Document segment:

Edward Ignatius Coan (born July 24, 1963) is an American powerlifter. He is widely regarded throughout the powerlifting world as the greatest powerlifter of all time. Coan has set over 71 world records in powerlifting.

Records
Throughout his active career in international powerlifting competition Ed Coan  has set over 71 world records in powerlifting.  He became the lightest person to cross the 2,400 lb. barrier in the powerlifting total (a sum of three lifts: the deadlift, bench, and squat).  He set an all-time powerlifting record total at 2,463 pounds, even though at the time he was not in the heaviest weight class.

Coan's best result in a drug tested international competition is 1,035 kg (2,282 lbs) in the 100 kg weight class at the 1994 IPF Senior World Championships. establishing a new world record at the time. Even though serving a lifetime ban from the IPF for doping, today Coan is among some people still acknowledged and regarded a legend in the world of powerlifting and spends much of his time mentoring young lifters coming into the sport.

Coan's best single ply lifts:
 Squat - 1019 lbs (~462 kg)
 Bench press - 584 lbs (~265 kg)
 Deadlift - 901 lbs (~409 kg) raw by today's standards with only singlet and belt
      Total: 2463.6 lbs (1117.5 kg)

Other lifts
His best competition lifts as a 220 lb lifter:

Squat - 961 lbs,

Bench - 584 lbs,

Deadlift - 901 lbs

The squat and deadlift attempts were 959 lbs and 898 lbs, respectively. After the competition the plates and barbell were weighed and the weight came out to be 961 and 901 lbs, respectively.

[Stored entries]
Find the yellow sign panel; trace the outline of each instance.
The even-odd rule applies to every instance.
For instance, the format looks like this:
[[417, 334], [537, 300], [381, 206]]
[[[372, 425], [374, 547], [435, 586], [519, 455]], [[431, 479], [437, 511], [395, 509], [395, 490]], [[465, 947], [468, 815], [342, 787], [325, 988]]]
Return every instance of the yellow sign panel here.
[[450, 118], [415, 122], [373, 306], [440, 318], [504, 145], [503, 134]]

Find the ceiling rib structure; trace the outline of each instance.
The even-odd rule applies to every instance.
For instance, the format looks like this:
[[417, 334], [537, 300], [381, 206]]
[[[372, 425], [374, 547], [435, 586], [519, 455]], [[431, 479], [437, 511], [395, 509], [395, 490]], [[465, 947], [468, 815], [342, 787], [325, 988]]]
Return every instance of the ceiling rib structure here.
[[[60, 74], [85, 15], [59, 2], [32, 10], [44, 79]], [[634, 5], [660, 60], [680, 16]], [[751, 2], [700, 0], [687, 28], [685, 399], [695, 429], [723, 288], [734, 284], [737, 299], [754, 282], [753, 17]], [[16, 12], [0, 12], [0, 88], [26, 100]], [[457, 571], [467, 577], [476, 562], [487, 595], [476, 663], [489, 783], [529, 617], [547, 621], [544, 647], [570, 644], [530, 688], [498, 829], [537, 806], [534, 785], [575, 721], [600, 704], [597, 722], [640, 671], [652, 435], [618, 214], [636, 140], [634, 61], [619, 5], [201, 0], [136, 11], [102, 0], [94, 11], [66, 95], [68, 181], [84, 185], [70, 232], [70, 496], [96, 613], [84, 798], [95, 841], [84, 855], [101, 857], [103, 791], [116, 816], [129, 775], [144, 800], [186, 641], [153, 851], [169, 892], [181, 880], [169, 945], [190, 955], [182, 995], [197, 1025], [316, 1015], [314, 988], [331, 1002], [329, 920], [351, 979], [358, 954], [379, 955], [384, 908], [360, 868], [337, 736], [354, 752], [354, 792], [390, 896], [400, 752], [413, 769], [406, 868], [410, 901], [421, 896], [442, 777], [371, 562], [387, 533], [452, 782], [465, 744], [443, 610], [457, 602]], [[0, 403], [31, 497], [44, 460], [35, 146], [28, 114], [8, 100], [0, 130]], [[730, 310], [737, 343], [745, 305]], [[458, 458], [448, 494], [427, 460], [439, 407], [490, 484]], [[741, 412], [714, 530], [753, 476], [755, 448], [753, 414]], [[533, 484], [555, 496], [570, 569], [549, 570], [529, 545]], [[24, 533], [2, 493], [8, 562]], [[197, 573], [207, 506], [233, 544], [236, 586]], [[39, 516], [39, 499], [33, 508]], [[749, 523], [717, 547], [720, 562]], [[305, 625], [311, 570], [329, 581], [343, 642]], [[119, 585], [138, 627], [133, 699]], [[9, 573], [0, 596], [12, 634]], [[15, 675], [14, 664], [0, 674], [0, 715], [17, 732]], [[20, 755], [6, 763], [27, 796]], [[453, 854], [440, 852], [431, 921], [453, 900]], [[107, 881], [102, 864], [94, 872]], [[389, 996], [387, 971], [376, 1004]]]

To-do list:
a. Answer these questions about the Ed Coan biography:
(i) At which competition, and in which weight class, did Coan post his best drug-tested international result?
(ii) What is listed as his best single ply squat?
(iii) What did the 959 lb squat attempt weigh when the plates and barbell were checked after the competition?
b. Carry on the Ed Coan biography past its final sentence.

Set of answers:
a.
(i) The 1994 IPF Senior World Championships, in the 100 kg weight class.
(ii) 1019 lbs (~462 kg).
(iii) 961 lbs.

b.
Note that Ed Coan's lifts were completed under IPF Rules. Single layered suits and standard 2 meter knee wraps.

Drug ban
Coan has failed drug testing through the IPF three times. He was temporarily suspended in 1985 for the use of Deca-Durabolin, an anabolic steroid.

In 1989, he was suspended due to a positive drug test.

In 1996, at the IPF Men's Open World Championships in Salzburg, Austria, he tested positive again and was issued a lifetime ban from the IPF. Because this positive drug test occurred in a competition in which he placed first, his name and results have been retroactively removed from the 1996 results. Coan is now suspended from IPF for life.

In 2016, the IPF declared that due to Coan's suspension participating in his training seminars is a violation of WADA regulations and thus prohibited.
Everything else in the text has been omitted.